» Given information
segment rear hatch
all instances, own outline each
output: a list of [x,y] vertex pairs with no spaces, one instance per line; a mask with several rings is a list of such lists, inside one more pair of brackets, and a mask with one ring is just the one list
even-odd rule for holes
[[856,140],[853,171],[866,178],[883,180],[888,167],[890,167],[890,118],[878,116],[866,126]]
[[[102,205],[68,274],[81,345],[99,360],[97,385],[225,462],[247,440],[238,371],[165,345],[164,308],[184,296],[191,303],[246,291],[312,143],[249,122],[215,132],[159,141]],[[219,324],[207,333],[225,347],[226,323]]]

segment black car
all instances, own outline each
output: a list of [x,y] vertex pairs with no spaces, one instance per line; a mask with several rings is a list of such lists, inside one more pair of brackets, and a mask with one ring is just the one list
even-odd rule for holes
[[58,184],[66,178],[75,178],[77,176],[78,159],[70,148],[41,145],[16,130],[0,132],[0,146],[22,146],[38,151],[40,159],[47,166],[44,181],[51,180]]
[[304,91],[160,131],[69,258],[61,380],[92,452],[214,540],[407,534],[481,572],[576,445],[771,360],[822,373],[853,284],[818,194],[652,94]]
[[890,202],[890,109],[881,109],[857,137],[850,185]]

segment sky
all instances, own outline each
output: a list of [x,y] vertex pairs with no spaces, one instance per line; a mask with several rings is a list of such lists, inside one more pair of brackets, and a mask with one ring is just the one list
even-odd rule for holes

---

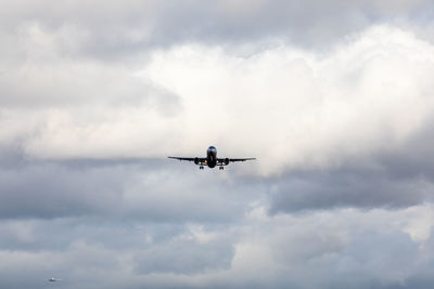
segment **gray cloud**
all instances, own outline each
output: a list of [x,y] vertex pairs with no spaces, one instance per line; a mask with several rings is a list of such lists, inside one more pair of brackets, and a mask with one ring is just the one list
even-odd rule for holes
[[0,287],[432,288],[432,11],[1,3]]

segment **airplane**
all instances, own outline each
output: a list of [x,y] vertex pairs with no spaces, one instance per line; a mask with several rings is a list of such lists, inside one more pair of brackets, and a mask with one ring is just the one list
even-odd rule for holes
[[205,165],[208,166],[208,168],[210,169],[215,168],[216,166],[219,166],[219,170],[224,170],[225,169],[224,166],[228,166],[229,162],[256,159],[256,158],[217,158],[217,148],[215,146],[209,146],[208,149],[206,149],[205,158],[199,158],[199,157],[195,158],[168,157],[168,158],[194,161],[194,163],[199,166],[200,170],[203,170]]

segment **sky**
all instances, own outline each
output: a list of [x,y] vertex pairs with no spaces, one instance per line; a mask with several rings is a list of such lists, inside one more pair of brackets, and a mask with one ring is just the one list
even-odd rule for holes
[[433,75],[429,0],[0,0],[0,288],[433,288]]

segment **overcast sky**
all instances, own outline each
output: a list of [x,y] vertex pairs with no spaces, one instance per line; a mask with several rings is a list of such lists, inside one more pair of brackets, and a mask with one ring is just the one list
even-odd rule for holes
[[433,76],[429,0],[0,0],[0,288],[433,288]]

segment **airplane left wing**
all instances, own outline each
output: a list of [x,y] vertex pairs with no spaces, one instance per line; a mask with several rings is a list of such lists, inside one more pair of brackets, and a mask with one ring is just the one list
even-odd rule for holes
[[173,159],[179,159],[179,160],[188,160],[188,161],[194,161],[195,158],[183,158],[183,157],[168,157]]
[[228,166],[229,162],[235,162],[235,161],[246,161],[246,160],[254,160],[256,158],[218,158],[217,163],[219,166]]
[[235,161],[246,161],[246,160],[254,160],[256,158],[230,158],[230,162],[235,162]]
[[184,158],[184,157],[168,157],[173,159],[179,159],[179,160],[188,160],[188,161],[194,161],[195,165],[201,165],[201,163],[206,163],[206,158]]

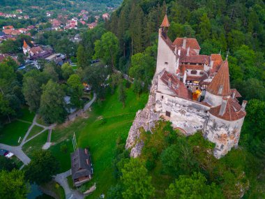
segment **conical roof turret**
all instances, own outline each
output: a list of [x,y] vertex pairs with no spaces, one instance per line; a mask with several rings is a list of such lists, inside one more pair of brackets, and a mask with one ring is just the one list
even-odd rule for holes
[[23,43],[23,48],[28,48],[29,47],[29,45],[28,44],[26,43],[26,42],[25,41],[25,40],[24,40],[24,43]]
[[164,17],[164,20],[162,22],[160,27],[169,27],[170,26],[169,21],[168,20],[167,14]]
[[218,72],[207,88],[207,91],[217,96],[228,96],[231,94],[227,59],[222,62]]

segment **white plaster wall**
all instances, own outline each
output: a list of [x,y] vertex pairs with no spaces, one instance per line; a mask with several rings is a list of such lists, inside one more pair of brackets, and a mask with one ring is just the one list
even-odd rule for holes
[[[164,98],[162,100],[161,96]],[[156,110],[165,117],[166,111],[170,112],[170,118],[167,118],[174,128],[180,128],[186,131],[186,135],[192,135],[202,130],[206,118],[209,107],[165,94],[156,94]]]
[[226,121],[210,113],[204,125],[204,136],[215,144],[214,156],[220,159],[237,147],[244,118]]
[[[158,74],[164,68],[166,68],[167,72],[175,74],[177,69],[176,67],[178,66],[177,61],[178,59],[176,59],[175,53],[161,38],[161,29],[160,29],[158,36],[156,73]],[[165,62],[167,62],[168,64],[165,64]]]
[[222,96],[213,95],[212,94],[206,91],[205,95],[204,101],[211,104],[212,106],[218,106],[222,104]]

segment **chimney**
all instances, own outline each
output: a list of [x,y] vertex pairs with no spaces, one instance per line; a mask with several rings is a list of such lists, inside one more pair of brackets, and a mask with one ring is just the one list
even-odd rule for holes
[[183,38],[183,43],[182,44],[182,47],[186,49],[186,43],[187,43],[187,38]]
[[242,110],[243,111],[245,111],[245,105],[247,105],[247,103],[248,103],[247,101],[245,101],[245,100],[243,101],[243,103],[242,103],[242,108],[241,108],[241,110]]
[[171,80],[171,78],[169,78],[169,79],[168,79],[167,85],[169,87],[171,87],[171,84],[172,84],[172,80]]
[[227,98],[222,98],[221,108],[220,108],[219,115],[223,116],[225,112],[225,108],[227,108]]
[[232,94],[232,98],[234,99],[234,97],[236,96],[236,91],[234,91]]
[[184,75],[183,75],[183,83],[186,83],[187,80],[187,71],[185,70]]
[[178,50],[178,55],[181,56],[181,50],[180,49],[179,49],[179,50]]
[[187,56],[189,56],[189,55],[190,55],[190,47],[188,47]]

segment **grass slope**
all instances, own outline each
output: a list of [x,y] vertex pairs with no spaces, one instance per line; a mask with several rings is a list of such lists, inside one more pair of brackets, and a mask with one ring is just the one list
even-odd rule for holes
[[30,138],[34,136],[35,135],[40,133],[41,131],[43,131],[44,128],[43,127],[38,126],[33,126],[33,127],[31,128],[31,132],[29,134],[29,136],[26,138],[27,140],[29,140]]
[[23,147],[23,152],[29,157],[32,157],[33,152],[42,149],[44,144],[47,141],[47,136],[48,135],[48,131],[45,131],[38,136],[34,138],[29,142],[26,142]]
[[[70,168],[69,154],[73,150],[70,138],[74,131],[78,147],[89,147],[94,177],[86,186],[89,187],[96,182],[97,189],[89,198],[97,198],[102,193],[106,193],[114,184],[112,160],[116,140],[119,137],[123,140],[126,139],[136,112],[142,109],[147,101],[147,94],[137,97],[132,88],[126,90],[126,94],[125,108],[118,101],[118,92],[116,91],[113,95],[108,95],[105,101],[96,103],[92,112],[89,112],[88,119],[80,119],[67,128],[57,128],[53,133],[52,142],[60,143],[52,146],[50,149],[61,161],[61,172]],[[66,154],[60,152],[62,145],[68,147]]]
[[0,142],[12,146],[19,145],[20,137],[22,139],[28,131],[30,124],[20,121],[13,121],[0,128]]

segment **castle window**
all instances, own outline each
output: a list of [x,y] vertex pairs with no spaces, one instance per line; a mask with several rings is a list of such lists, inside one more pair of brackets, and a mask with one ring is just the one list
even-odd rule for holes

» Exercise description
Can you output the lines of the records above as a numbered list, leaving out blank lines and including only the lines from the one containing "segment black car" through the one containing "[[890,202],[890,109],[881,109],[857,137],[850,185]]", both included?

» Full response
1. segment black car
2. all instances, own outline each
3. output: a list of [x,y] vertex pairs with no spaces, one instance per line; a mask with several rings is a list of such lists, inside one more pair of brackets, and a mask with one ring is just the one list
4. even-odd rule for holes
5. [[58,184],[66,178],[75,178],[77,176],[78,159],[70,148],[41,145],[16,130],[0,132],[0,146],[22,146],[38,151],[40,159],[47,166],[44,181],[51,180]]
6. [[304,91],[160,131],[69,258],[61,380],[92,452],[214,540],[407,534],[481,572],[576,445],[771,360],[822,373],[853,284],[818,194],[652,94]]
7. [[890,202],[890,109],[881,109],[857,137],[850,185]]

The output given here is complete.